◆ Task instructions ◆
Word for word, copy the line that contains "mind finding the yellow sweater" and each line after it in the data below. Pictures stay out of the copy.

◆ Data for the task ◆

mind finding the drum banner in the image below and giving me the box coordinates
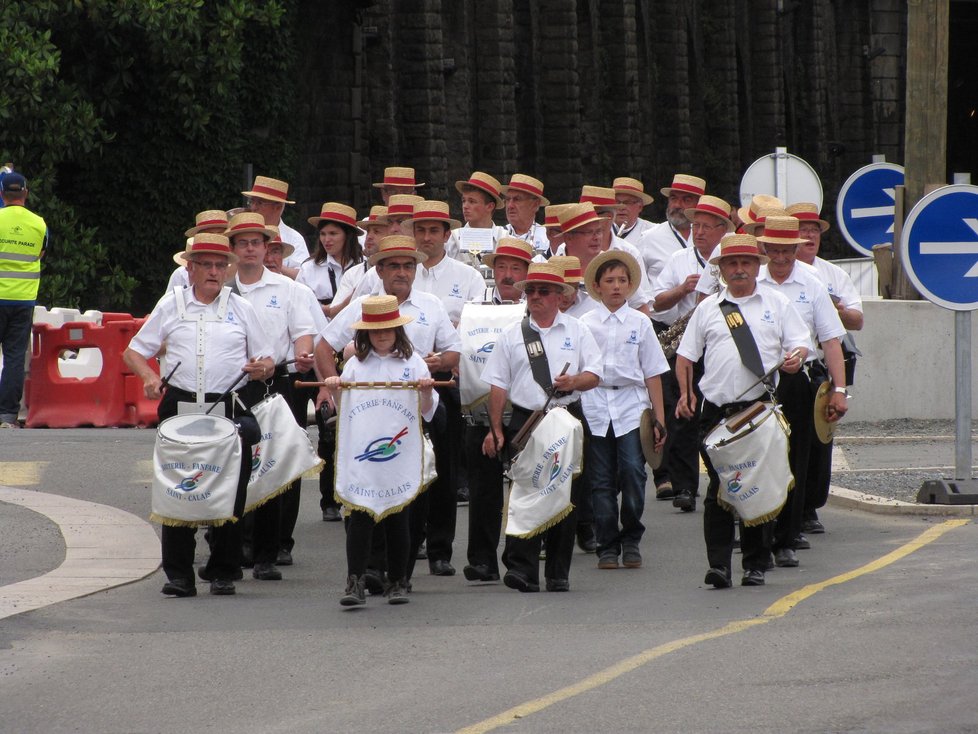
[459,303,525,409]
[705,405,794,526]
[505,406,583,539]
[151,414,241,527]
[245,393,324,513]
[333,387,435,521]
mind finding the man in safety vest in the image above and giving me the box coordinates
[0,173,48,428]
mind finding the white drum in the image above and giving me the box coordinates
[151,413,241,527]
[704,402,793,527]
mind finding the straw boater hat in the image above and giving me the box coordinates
[386,194,424,218]
[351,295,414,330]
[738,194,784,231]
[265,225,295,259]
[755,215,808,246]
[514,263,575,296]
[684,195,735,232]
[612,177,654,206]
[184,210,230,238]
[186,233,239,264]
[372,166,425,189]
[400,200,462,231]
[660,174,707,198]
[579,185,625,210]
[225,212,277,241]
[557,202,610,234]
[307,202,362,231]
[455,171,504,207]
[543,203,574,229]
[501,173,550,206]
[708,233,770,266]
[481,237,535,268]
[367,235,428,267]
[356,205,390,229]
[786,202,830,232]
[742,206,787,236]
[583,250,642,301]
[549,255,583,285]
[241,176,294,204]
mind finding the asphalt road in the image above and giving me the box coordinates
[1,428,976,734]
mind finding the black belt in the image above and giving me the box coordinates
[711,396,771,419]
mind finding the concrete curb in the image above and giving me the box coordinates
[828,485,977,516]
[0,485,160,620]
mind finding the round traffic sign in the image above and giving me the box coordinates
[900,184,978,311]
[836,162,904,257]
[739,151,823,211]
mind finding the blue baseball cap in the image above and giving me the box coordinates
[0,172,27,193]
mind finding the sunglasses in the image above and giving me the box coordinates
[523,285,557,296]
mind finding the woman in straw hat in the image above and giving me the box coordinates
[321,295,438,606]
[298,203,365,320]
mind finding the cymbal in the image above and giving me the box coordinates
[813,380,838,444]
[639,408,664,470]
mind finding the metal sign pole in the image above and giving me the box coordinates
[952,172,973,480]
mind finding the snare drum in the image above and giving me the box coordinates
[150,413,241,527]
[704,402,793,526]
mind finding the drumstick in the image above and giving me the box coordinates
[159,361,181,390]
[294,379,456,389]
[205,371,249,415]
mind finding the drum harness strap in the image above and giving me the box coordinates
[718,300,776,405]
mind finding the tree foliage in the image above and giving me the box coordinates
[1,0,297,313]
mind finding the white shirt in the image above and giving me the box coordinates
[505,222,550,254]
[637,221,692,284]
[677,285,811,406]
[758,262,846,357]
[563,287,598,319]
[323,289,462,359]
[580,303,669,436]
[234,268,318,364]
[129,287,271,394]
[340,350,439,422]
[481,310,602,411]
[446,223,508,261]
[809,257,863,312]
[165,265,190,292]
[278,220,311,269]
[296,255,347,303]
[653,246,711,326]
[291,280,329,365]
[617,217,657,247]
[351,266,383,300]
[334,261,371,305]
[413,254,487,325]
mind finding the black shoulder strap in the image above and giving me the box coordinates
[718,300,765,379]
[521,317,554,394]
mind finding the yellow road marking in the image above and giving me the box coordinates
[0,462,48,486]
[456,519,969,734]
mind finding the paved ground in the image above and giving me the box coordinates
[0,426,976,733]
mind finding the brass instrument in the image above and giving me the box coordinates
[658,305,697,359]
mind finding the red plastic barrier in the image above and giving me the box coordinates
[24,316,160,428]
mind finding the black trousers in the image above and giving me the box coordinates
[346,508,409,581]
[502,402,589,586]
[465,422,505,575]
[280,370,315,552]
[804,364,834,520]
[700,399,771,573]
[422,377,461,562]
[773,370,812,550]
[159,386,261,583]
[404,404,447,580]
[656,356,703,494]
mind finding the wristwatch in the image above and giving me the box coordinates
[833,387,849,398]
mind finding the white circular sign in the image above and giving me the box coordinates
[739,152,823,211]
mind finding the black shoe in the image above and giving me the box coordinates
[742,569,765,586]
[210,579,236,595]
[275,548,293,566]
[253,562,283,580]
[456,486,470,505]
[161,578,197,597]
[673,490,696,512]
[546,578,570,592]
[340,575,366,606]
[655,481,677,500]
[463,564,500,582]
[576,524,597,553]
[503,570,540,593]
[793,534,811,550]
[322,506,341,522]
[197,564,244,582]
[385,579,410,605]
[429,559,456,576]
[622,547,642,569]
[363,568,387,595]
[802,519,825,534]
[774,548,799,567]
[704,567,732,589]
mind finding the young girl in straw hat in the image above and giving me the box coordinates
[322,295,438,606]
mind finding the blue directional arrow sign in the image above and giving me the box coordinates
[836,162,904,257]
[901,184,978,311]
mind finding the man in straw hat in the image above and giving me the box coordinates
[651,194,735,511]
[674,233,810,588]
[756,215,848,566]
[446,171,508,263]
[637,174,706,284]
[540,203,575,261]
[225,211,318,578]
[612,177,657,246]
[480,262,602,592]
[372,166,425,204]
[315,235,462,583]
[502,173,551,255]
[787,202,863,536]
[166,209,231,293]
[242,175,310,277]
[124,233,275,597]
[349,194,425,301]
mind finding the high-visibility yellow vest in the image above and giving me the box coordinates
[0,204,47,304]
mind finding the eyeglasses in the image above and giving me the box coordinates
[233,237,266,248]
[691,221,725,231]
[380,260,417,271]
[523,285,556,296]
[191,260,230,271]
[247,198,279,209]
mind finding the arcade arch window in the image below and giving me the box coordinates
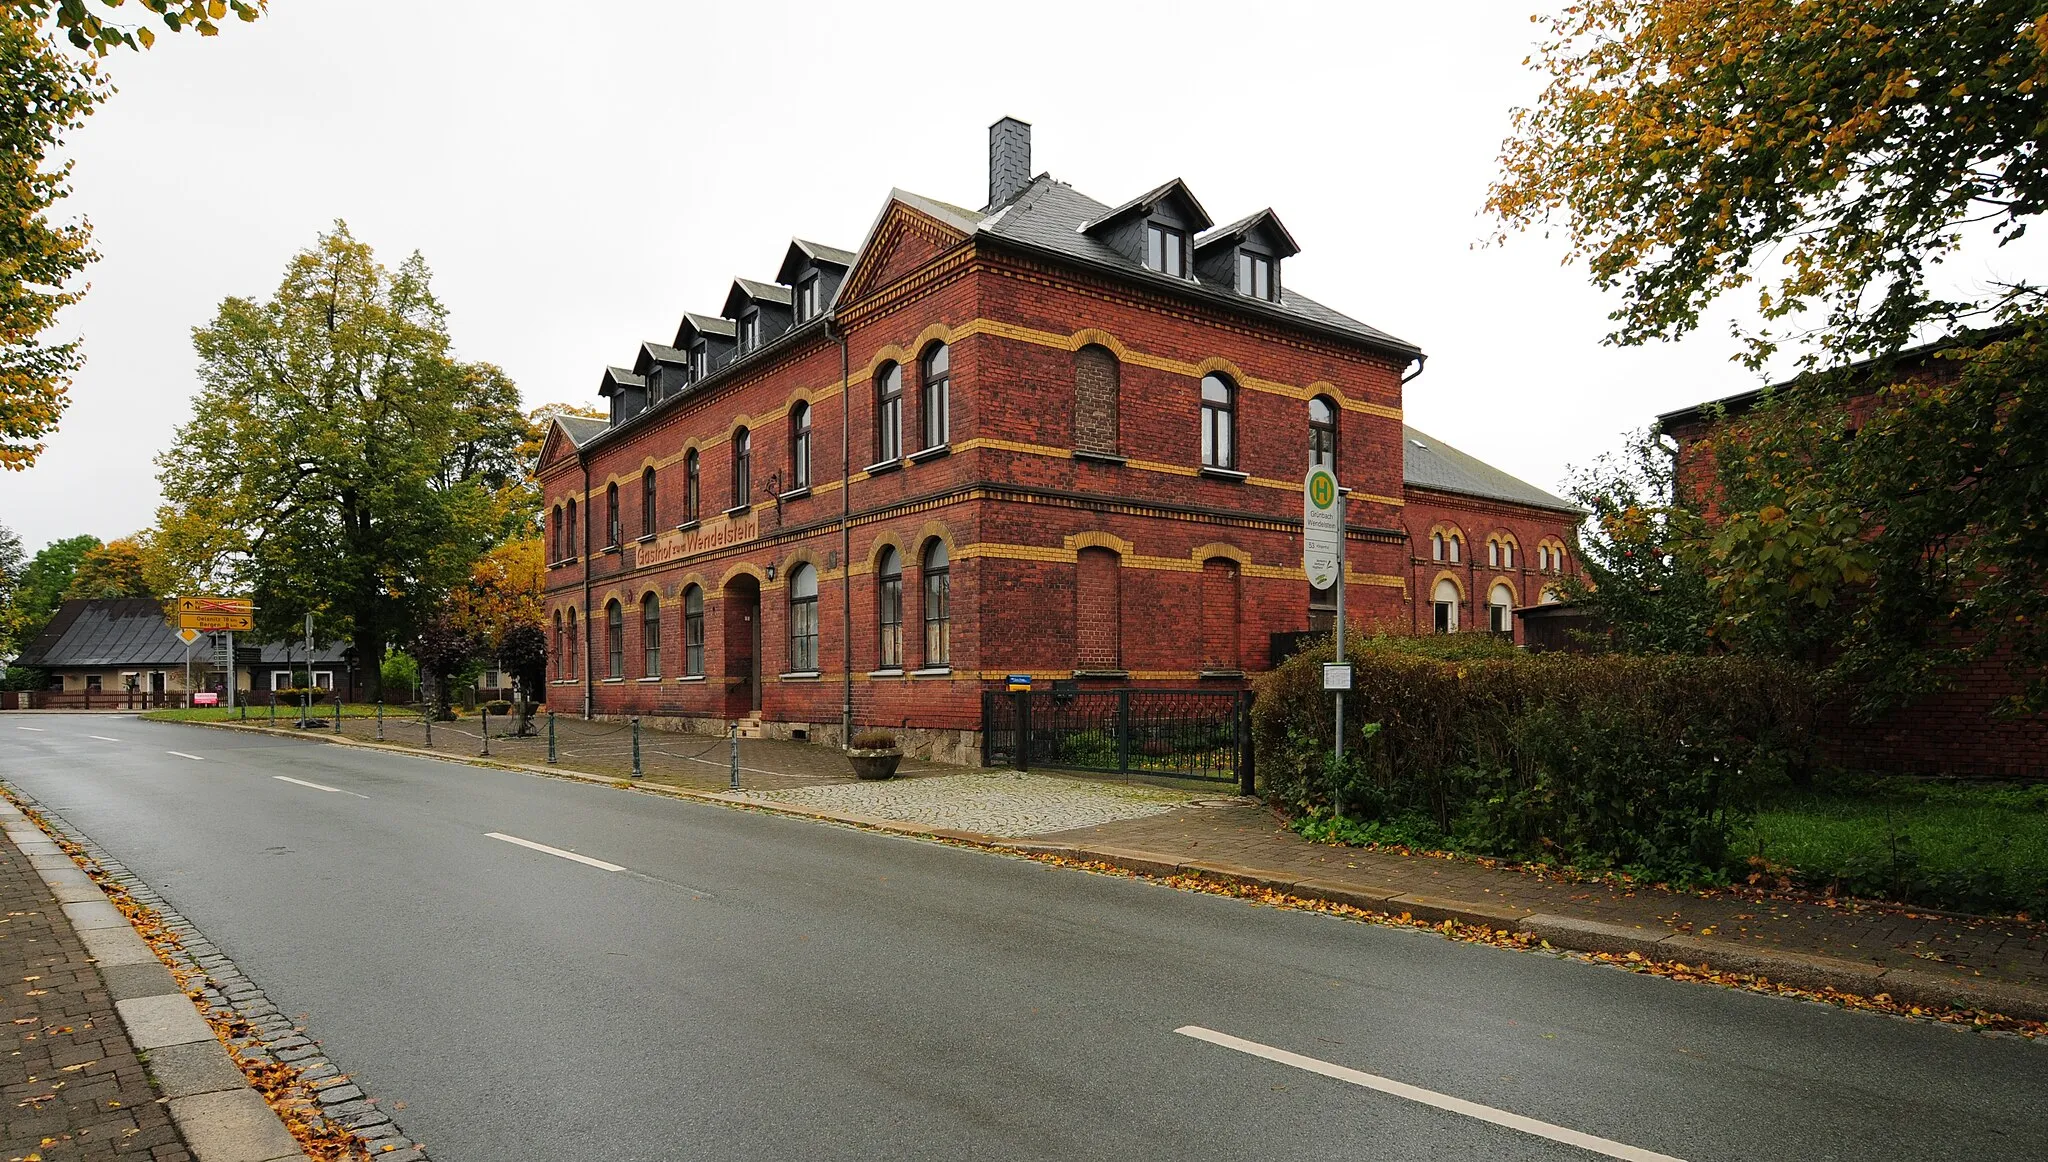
[1489,583,1514,635]
[1433,579,1460,634]
[790,402,811,490]
[922,541,951,667]
[731,427,751,509]
[1309,396,1337,472]
[1200,374,1236,470]
[683,585,705,676]
[641,593,661,676]
[877,547,903,669]
[875,362,903,463]
[788,564,819,673]
[605,600,623,679]
[921,343,950,450]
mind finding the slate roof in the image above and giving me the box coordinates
[972,177,1418,357]
[1080,177,1214,234]
[792,239,856,267]
[1195,209,1300,258]
[1402,426,1581,514]
[640,342,687,365]
[19,600,349,668]
[554,414,608,447]
[731,277,792,306]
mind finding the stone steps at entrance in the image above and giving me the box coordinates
[735,713,766,740]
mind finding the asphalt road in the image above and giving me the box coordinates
[2,713,2041,1161]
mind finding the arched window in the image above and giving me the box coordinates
[1448,533,1463,563]
[566,608,577,678]
[1200,374,1236,470]
[731,427,751,509]
[551,505,563,562]
[1489,583,1514,635]
[875,362,902,462]
[565,498,577,555]
[605,600,624,679]
[1074,345,1120,455]
[921,343,950,449]
[605,482,621,547]
[683,585,705,675]
[922,541,950,667]
[552,610,563,679]
[1553,545,1567,572]
[1076,547,1121,670]
[790,401,811,490]
[876,547,903,669]
[1541,586,1562,605]
[641,593,661,676]
[641,468,658,538]
[1433,579,1460,634]
[685,450,700,523]
[1501,539,1514,570]
[1431,531,1444,561]
[1539,544,1552,572]
[1200,557,1242,672]
[1309,396,1337,472]
[788,564,819,672]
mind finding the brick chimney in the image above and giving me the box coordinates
[987,117,1032,210]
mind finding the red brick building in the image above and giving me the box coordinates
[538,120,1582,759]
[1658,342,2046,777]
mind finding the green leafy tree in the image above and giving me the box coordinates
[152,223,530,702]
[0,521,25,660]
[1490,1,2048,710]
[1562,430,1719,655]
[1,532,97,683]
[2,2,264,470]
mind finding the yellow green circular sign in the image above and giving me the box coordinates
[1308,471,1336,509]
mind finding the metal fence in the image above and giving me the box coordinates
[982,688,1252,790]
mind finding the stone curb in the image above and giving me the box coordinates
[168,718,2048,1026]
[1,799,313,1162]
[3,786,434,1160]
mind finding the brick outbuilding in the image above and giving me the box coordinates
[538,120,1582,759]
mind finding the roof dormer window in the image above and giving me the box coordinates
[1237,251,1275,300]
[738,310,760,353]
[795,274,821,323]
[690,341,708,381]
[1145,222,1186,277]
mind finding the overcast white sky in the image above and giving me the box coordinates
[4,0,2037,555]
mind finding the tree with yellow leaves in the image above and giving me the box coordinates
[2,2,264,470]
[1493,1,2048,712]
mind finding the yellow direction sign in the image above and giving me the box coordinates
[172,596,255,632]
[177,627,202,645]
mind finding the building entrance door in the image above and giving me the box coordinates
[722,575,761,717]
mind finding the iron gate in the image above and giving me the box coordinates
[982,688,1251,790]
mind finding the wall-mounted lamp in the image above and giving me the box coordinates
[764,563,777,581]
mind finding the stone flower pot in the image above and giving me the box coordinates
[846,747,903,780]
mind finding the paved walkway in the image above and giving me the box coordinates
[0,826,191,1161]
[1029,805,2048,996]
[733,770,1194,835]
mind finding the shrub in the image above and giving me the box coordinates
[850,729,898,750]
[481,699,513,716]
[1254,634,1817,879]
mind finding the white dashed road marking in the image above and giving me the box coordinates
[1175,1026,1686,1162]
[16,726,43,732]
[274,776,369,799]
[486,832,625,872]
[165,751,205,761]
[89,735,121,742]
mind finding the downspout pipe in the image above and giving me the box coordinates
[833,317,854,747]
[581,454,594,720]
[1401,353,1425,636]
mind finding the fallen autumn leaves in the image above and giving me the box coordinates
[6,792,381,1161]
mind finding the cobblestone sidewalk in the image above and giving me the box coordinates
[733,771,1201,836]
[0,827,191,1161]
[1032,806,2048,997]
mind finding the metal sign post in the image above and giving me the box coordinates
[1303,465,1346,764]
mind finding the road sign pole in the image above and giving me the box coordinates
[224,631,235,711]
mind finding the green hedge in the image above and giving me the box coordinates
[1253,636,1817,879]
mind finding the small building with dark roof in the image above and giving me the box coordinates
[536,119,1584,759]
[14,599,357,707]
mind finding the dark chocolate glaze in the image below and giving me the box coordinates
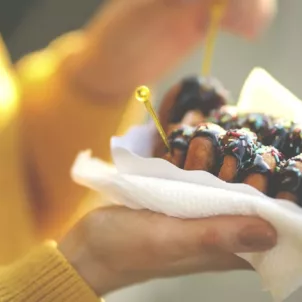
[168,125,196,154]
[261,122,288,149]
[287,125,302,158]
[209,106,239,130]
[191,123,226,175]
[220,128,258,173]
[238,114,274,141]
[238,146,284,195]
[262,120,302,159]
[209,107,274,141]
[275,154,302,206]
[209,107,302,160]
[169,77,227,124]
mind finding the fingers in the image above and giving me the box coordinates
[165,214,276,273]
[84,206,277,258]
[60,206,276,291]
[74,0,208,97]
[176,215,276,257]
[69,0,276,98]
[197,251,253,272]
[223,0,277,38]
[160,252,252,277]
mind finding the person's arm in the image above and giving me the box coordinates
[0,1,277,300]
[17,31,145,240]
[16,0,276,242]
[0,206,276,302]
[0,242,100,302]
[58,206,277,297]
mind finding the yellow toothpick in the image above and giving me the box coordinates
[202,0,227,76]
[135,86,171,152]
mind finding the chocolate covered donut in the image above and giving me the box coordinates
[209,106,274,141]
[275,154,302,205]
[263,120,302,159]
[163,125,196,168]
[164,125,283,193]
[218,128,258,182]
[158,76,229,133]
[160,120,302,204]
[154,76,302,206]
[240,146,284,194]
[184,123,225,175]
[209,105,239,129]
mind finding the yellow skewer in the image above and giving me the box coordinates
[202,0,227,76]
[135,86,171,152]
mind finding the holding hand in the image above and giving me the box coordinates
[58,0,277,297]
[59,206,276,296]
[66,0,277,100]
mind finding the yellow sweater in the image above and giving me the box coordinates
[0,31,143,301]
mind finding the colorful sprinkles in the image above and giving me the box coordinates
[165,101,302,205]
[275,154,302,206]
[168,125,196,153]
[191,123,226,175]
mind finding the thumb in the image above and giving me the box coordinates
[178,216,277,256]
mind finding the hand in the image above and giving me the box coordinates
[59,206,276,297]
[64,0,277,100]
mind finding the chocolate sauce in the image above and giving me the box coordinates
[220,128,258,172]
[276,154,302,206]
[208,107,302,160]
[238,113,274,141]
[238,146,284,195]
[209,107,274,141]
[168,125,196,154]
[262,120,291,150]
[209,106,239,130]
[262,120,302,159]
[169,77,227,124]
[191,123,226,175]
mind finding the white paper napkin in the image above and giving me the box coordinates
[72,68,302,302]
[238,68,302,121]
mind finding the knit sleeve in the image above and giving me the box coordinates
[0,242,101,302]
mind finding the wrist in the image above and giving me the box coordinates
[58,228,126,296]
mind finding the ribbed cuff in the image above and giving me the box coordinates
[0,242,100,302]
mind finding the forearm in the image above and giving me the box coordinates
[17,31,144,239]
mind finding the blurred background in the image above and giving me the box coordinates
[2,0,302,301]
[2,0,302,102]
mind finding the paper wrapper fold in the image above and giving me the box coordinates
[72,68,302,301]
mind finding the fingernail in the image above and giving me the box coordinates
[238,225,277,251]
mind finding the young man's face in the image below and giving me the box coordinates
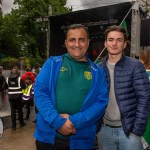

◆ Result of the exercise ◆
mind finding the yellow sweater in the image above and giving me the box coordinates
[0,31,143,301]
mind finding the colorful sprinkles in the image above and giving me the box coordinates
[165,101,302,205]
[275,154,302,206]
[168,125,196,153]
[191,123,226,175]
mind finding the thumb in the image above and giving me the box coordinates
[178,216,277,256]
mind finding the hand in the image above and giving me the box coordinates
[59,206,276,297]
[64,0,277,100]
mind finding the chocolate sauce in the image above and giving me the box coordinates
[220,128,258,172]
[276,154,302,206]
[208,107,302,160]
[238,113,274,141]
[238,146,284,195]
[209,107,274,141]
[168,125,196,154]
[262,120,291,150]
[209,106,239,130]
[262,120,302,159]
[169,77,227,124]
[191,123,226,175]
mind finding the white paper napkin in the image above and giving me the box coordinates
[72,68,302,302]
[238,68,302,121]
mind finding the knit sleeve in the image above and giving me the box coordinates
[0,242,101,302]
mind finding the wrist in the image above and giving me the box coordinates
[58,228,126,296]
mind finding the ribbed cuff in the image above and giving me the box coordinates
[0,242,100,302]
mind finding the forearm in the image above and giving me the box coordinates
[17,31,144,239]
mind finding the blurred background in the image above and giving me the box coordinates
[2,0,302,301]
[2,0,302,102]
mind finding the paper wrapper fold in the image above and giving me the box coordinates
[72,68,302,301]
mind finding the fingernail in the image above and giving me the box coordinates
[238,225,277,251]
mind finding the young man's face in the image below and giving me the box coordinates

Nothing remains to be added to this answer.